*WHAT TO PRODUCE*: Reproduce the listing below, changing each occurrence of "one per line" to "one per row" and keeping every other word the same.
━━━━━━━━━━━━━━━━━━━━
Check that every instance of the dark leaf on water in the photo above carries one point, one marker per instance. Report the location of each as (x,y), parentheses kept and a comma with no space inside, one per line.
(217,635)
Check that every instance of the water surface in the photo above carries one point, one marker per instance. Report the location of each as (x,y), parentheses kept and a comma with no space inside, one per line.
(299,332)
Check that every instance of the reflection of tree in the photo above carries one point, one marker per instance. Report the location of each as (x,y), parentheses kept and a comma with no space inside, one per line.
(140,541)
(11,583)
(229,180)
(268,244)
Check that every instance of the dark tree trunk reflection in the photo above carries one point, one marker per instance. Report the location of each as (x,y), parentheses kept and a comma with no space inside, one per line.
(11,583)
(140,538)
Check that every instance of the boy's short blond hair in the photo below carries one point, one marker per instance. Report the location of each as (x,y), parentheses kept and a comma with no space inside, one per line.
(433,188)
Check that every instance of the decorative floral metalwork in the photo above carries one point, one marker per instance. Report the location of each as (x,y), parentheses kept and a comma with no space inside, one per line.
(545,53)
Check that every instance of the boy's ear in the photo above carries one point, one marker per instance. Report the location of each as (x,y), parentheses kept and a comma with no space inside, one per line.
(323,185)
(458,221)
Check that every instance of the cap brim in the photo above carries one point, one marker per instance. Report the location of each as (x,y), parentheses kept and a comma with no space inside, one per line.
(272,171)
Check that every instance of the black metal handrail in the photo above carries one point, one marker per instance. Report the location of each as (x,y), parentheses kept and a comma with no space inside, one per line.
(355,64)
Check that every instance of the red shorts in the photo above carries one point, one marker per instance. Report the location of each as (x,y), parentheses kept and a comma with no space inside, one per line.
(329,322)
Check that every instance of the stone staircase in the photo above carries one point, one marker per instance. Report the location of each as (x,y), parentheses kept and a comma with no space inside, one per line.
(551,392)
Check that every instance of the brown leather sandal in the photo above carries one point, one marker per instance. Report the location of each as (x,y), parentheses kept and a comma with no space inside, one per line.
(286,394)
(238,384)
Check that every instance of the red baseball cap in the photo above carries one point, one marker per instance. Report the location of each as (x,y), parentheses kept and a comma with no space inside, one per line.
━━━━━━━━━━━━━━━━━━━━
*SOLUTION*:
Check that every instance of the dark leaf on water in the photo above carries one point, one marker per instance. Report the location of each as (x,y), parentheses kept and a comma with no space inside, one per row.
(217,635)
Check that every instance of the water surface in the photo above carries one point, one marker per instance. Report the location of each as (x,y), parentheses kept and a comma with no space inside, one per row.
(299,332)
Check that every instance of the reflection of tree in the photo above carries one point, one marker per instance. Report the location of each as (x,y), parentheses kept and a comma with no space inside, one per row.
(140,541)
(11,583)
(229,180)
(268,244)
Check that every instance of the dark tree trunk reflection in the photo above carries one point, one marker per instance. Report the location of each as (x,y), parentheses kept and a comma with no space inside, one per row.
(11,583)
(140,538)
Check that every instance of the boy's short blond hair in the photo below carries one point, one marker per instance. Report the location of each as (x,y), parentheses kept and a comma with no space inside, one per row.
(433,188)
Check that every instance of the decorative floral metalwork in the photo above carries one point, one marker per instance. Report the location of each as (x,y), parentheses kept and a comma with no space inside, one per row.
(545,53)
Check that every instance of the boy's ear in the photo above carries one point, one marker per instance. Report the location of each as (x,y), parentheses kept and a comma with no space inside, one per row.
(323,185)
(458,221)
Check that every instance of the cap brim in the photo above carries one point, one marker per instance. Report the location of each as (x,y), parentheses kept and a comma with no space inside, one per row.
(272,171)
Check that every instance of the black metal handrail in the photo above carries one point, one marker per instance. Report the location of each as (x,y), parentheses kept and a comma with no space inside, one per row.
(355,64)
Check that every instance of the red shorts in the photo above carries one point, one marker per instance. Report the location of each as (x,y), parentheses kept and a comma with no space inside, one per row.
(329,322)
Check that every instance of the stone staircase in the photo above carries one point, one marker per instance. Report the location of each as (x,y), parentheses kept and a comma with no space inside, one per row.
(551,392)
Check that every instance of the brown leather sandal in the photo above carries one point, one marker per instance. Report the location of each as (x,y), parentheses kept and a comma with no space inside, one per row.
(286,394)
(238,384)
Check that every instance of the red baseball cap in the photo above carries one point, one marker per instance. Report the location of each as (x,y), parentheses kept and a comma with no space inside, one per row.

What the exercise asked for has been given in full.